МАТЕРИАЛ ДЛЯ ЗАДАНИЯ >>
+++
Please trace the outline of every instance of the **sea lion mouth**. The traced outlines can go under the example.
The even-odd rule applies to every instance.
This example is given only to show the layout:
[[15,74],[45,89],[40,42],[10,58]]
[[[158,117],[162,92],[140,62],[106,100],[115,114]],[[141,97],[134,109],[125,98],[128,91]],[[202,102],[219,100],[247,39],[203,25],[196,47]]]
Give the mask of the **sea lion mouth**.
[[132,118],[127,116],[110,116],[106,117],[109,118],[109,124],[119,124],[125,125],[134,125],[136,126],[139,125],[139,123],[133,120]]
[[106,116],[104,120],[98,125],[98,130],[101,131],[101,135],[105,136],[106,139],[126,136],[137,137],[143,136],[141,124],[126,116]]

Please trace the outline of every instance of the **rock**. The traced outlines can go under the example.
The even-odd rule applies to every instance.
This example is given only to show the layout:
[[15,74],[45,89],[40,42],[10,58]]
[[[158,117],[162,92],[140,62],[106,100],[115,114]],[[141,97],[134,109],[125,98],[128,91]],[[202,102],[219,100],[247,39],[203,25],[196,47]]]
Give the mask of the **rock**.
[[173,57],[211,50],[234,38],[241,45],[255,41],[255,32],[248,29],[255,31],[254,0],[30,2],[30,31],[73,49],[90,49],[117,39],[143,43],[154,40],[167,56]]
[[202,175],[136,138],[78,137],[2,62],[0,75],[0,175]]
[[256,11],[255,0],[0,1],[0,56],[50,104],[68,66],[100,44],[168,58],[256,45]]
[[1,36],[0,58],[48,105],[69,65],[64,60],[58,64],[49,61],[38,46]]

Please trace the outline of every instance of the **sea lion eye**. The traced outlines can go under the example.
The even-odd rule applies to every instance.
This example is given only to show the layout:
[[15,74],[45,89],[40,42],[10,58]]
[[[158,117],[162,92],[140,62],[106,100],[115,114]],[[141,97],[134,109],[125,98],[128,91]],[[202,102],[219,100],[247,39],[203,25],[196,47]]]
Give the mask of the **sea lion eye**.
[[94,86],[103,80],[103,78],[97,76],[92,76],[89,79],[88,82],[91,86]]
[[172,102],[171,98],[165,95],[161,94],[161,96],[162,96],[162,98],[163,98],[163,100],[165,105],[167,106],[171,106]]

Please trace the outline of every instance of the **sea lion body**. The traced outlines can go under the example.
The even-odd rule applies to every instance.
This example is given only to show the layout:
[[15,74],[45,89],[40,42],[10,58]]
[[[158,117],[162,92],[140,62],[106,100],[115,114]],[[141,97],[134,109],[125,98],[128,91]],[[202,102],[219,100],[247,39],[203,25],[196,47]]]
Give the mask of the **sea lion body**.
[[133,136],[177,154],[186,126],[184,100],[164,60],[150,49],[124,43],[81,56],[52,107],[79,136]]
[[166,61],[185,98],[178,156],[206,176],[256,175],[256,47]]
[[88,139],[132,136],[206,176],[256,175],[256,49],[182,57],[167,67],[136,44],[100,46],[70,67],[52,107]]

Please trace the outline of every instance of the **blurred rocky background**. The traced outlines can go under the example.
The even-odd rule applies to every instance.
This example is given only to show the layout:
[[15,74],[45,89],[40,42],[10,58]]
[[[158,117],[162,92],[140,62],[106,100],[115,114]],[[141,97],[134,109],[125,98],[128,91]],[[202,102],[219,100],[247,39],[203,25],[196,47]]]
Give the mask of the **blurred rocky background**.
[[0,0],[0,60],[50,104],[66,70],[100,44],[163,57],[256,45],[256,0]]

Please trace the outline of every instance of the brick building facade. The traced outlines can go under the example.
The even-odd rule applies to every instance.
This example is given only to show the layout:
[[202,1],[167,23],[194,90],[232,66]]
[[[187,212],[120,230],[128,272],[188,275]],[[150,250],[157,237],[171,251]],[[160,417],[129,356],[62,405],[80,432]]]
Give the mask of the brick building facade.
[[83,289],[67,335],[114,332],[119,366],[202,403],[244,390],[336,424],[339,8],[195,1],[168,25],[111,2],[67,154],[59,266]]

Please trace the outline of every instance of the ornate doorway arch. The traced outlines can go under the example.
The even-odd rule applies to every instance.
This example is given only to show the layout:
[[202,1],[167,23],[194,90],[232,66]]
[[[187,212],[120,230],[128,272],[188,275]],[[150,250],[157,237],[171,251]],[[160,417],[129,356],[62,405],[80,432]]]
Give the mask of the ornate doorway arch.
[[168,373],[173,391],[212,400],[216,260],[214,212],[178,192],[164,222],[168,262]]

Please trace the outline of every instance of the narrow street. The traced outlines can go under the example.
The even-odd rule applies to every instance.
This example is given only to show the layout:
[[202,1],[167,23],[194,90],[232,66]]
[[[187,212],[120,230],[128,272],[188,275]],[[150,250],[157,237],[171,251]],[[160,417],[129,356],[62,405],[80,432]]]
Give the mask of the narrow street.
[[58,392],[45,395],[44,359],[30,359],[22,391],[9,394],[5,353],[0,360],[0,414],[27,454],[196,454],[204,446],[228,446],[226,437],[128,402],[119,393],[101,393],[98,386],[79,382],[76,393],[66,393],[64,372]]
+++
Приведите ещё раз дословно строки записей выше, начиная со строки, содержащей «Please trace the outline of every instance of the brick», и заканчивая последней строкой записей. Обе границы входят в выдержку.

Please trace the outline of every instance of the brick building facade. The traced outlines can go under the example.
The even-odd rule applies to every instance.
This example is given only to show the layout:
[[202,1],[167,23],[194,90],[232,66]]
[[[187,212],[120,230],[128,272],[188,275]],[[150,250],[157,237],[171,251]],[[160,417],[129,356],[62,405],[80,432]]]
Give the mask of the brick building facade.
[[83,289],[67,335],[114,332],[119,366],[202,403],[244,390],[336,424],[339,8],[195,1],[168,25],[111,2],[67,154],[59,266]]

Please trace the outline of every instance of the ornate doorway arch. The traced outlines can go under the example.
The even-odd rule applies to every instance.
This example is given only to show the layout:
[[202,1],[167,23],[194,90],[232,66]]
[[[187,212],[120,230],[128,272],[188,275]],[[150,250],[157,237],[171,251]],[[160,417],[129,356],[62,405],[80,432]]]
Give the mask of the ornate doorway arch.
[[168,373],[173,391],[212,400],[216,260],[214,212],[178,192],[164,222],[168,262]]

Please trace the outline of every instance of the narrow street. The traced outlines can go under the example.
The even-odd rule applies to every instance.
This example is given only to show the layout:
[[202,1],[167,23],[194,90],[232,66]]
[[[187,212],[120,230],[128,272],[188,275]],[[150,250],[157,237],[171,251]],[[160,417],[129,356],[62,405],[80,432]]]
Give the mask of the narrow street.
[[58,392],[45,395],[44,359],[30,359],[22,391],[9,394],[5,353],[0,360],[0,414],[27,454],[196,454],[204,446],[228,446],[226,437],[128,402],[119,393],[101,393],[98,386],[79,382],[76,393],[66,393],[64,372]]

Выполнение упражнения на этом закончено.